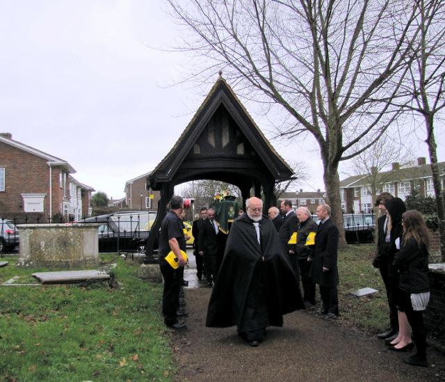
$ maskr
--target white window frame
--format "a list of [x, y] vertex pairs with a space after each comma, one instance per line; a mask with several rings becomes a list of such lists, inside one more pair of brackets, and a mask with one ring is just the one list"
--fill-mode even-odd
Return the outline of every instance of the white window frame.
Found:
[[6, 189], [6, 168], [0, 167], [0, 191]]

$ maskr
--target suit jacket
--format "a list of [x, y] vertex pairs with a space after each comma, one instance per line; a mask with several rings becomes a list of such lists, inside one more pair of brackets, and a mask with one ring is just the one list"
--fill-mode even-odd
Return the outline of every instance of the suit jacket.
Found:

◆ ◆ ◆ ◆ ◆ ◆ ◆

Presenta tutte le righe dei dati sotto forma di elenco numerato, tralasciando le righe vuote e senza includere le immagini.

RISPOSTA ALL'ESERCIZIO:
1. $ maskr
2. --target white window frame
3. --format "a list of [x, y] vertex pairs with a space after each comma, one instance per line; a mask with several rings becomes a list of such lists, inside one more pair of brackets, and a mask with one ring is just the one list"
4. --fill-mode even-odd
5. Return the outline of every instance of the white window frame.
6. Found:
7. [[6, 189], [6, 168], [0, 167], [0, 191]]
8. $ maskr
9. --target suit jacket
10. --format "a list of [x, y] vertex pairs with a space after each comma, one instance per line; a mask with several rings becomes a list of such lists, inside one more pair of brackets, and a mask with one ring is just the one list"
11. --fill-mode even-odd
12. Return the outline of every instance of the suit jacket.
13. Found:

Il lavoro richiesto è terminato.